(What needs to be done)
What you return must match the data exactly, line for line.

(Given records)
#####
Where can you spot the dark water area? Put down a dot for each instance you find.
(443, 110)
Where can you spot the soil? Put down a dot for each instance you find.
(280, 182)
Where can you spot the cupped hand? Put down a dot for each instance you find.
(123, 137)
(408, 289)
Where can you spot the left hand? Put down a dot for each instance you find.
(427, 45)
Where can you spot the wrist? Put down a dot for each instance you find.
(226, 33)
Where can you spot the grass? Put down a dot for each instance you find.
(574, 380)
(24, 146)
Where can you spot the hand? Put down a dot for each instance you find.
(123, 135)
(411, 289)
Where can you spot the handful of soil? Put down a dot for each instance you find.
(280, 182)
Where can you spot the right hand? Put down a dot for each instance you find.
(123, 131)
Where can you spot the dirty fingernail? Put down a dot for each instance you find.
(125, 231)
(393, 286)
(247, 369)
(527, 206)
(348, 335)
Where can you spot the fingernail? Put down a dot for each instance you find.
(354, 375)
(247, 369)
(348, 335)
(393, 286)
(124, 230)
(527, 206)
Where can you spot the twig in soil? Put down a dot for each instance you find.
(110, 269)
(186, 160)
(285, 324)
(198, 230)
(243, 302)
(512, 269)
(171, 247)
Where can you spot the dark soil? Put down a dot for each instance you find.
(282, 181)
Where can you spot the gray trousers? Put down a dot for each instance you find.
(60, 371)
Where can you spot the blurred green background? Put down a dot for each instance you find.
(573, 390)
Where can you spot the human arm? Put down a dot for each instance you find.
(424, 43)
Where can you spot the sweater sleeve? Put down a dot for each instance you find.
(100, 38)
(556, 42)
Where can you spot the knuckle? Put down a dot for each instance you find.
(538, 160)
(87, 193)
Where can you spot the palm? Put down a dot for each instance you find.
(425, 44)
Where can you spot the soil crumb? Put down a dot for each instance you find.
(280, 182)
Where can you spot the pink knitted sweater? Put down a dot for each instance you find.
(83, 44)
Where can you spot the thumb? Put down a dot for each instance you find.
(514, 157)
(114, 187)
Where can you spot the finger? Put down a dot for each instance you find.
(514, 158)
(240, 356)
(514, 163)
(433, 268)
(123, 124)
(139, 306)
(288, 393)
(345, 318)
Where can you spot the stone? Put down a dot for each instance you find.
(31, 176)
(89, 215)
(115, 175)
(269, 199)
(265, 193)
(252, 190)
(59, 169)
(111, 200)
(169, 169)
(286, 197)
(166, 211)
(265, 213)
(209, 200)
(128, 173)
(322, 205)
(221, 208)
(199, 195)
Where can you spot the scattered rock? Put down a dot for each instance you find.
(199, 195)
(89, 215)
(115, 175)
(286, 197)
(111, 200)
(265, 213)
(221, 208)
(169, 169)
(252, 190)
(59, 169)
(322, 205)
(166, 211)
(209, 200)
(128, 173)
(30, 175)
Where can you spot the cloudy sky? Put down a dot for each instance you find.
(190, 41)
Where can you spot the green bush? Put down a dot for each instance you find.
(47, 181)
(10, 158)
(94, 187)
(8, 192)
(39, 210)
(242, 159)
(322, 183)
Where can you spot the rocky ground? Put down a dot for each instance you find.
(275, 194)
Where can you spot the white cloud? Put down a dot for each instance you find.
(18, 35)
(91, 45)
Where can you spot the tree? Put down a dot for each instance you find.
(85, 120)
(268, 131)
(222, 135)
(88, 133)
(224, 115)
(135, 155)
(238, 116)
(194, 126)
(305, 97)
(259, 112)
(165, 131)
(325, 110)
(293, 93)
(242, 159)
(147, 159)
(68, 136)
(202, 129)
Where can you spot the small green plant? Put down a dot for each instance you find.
#####
(Solution to this problem)
Where can you spot the dark water area? Put down a dot for each instance you find.
(443, 110)
Where can you spot the soil? Put down a dot for each instance you find.
(280, 182)
Where can you spot the cupped hand? Put down a dot for each instance you find.
(123, 137)
(408, 289)
Where can you spot the left hand? Put down a dot for each instance you find.
(427, 45)
Where can you spot the wrist? Put down a dot for each instance you find.
(226, 33)
Where can you spot the grass? Put down a dot for each instance you find.
(574, 380)
(24, 146)
Where can you spot the hand? Put down a dot for each instance you find.
(123, 135)
(411, 289)
Where can you spot the handful of soil? Put down a dot for each instance you find.
(280, 182)
Where can you spot the right hand? Put down a dot for each instance you find.
(123, 131)
Where can you spot the dirty fingernail? Put down a dot for each instance you find.
(125, 231)
(393, 286)
(247, 369)
(527, 206)
(348, 335)
Where can you spot the fingernail? Put down a dot for each instance you find.
(354, 375)
(247, 369)
(348, 335)
(393, 286)
(124, 230)
(527, 206)
Where can you spot the twig in soil? Put down a dot for each instance you find.
(110, 269)
(186, 160)
(285, 324)
(198, 230)
(243, 302)
(512, 269)
(171, 247)
Where can you spot the dark soil? Put down a dot for each instance you find.
(282, 181)
Where can you spot the gray trousers? Put down a dot for each instance you find.
(60, 371)
Where can you spot the blurred green background? Put down a dot for each instance you find.
(573, 390)
Where can you spot the human arm? Put down a dot for each instance you find.
(424, 43)
Where can you spot the sweater sleeve? Put down a dot for each instance you find.
(100, 38)
(556, 42)
Where can you spot the knuckle? Put down a dot for each instance you find.
(538, 160)
(87, 193)
Where can you spot the palm? Put down a dot for each instance you find.
(425, 44)
Where can you spot the soil crumb? Put down a dot for each instance you find.
(280, 182)
Where can you spot the pink knitted sweater? Put down a dot for each instance you find.
(83, 44)
Where can you spot the thumb? Put down a dot for each instance you find.
(514, 157)
(114, 187)
Where can you spot the finger? Put down a dot for each instance you find.
(514, 158)
(240, 356)
(514, 163)
(433, 268)
(123, 124)
(139, 306)
(288, 393)
(345, 318)
Where can you spot the stone? Put down a dot for each instance you find.
(31, 176)
(89, 215)
(115, 175)
(269, 199)
(265, 193)
(252, 190)
(59, 169)
(111, 200)
(169, 169)
(286, 197)
(166, 211)
(265, 213)
(209, 200)
(128, 173)
(322, 205)
(221, 208)
(199, 195)
Where can you spot the scattered rock? Put down a dot for each instance you find.
(199, 195)
(89, 215)
(115, 175)
(286, 197)
(111, 200)
(265, 213)
(221, 208)
(169, 169)
(252, 190)
(59, 169)
(322, 205)
(166, 211)
(209, 200)
(128, 173)
(30, 175)
Where can you spot the cloudy sky? Put down a dot for each instance you find.
(190, 41)
Where can you spot the green bush? Put down a dot for each instance you find.
(47, 181)
(10, 158)
(94, 187)
(8, 192)
(39, 210)
(242, 159)
(322, 183)
Where can you spot the rocky ground? Put down a dot for each instance you find.
(275, 194)
Where can you spot the white cloud? Put down a dot for each instance you find.
(18, 35)
(91, 45)
Where can you spot the tree? Put down a dot for each instance you find.
(85, 120)
(268, 131)
(222, 135)
(88, 133)
(224, 115)
(135, 155)
(238, 116)
(194, 126)
(305, 97)
(259, 112)
(165, 131)
(325, 110)
(293, 93)
(242, 159)
(147, 159)
(68, 136)
(202, 129)
Where can you spot the small green plant? Put down a dot for each instance you find.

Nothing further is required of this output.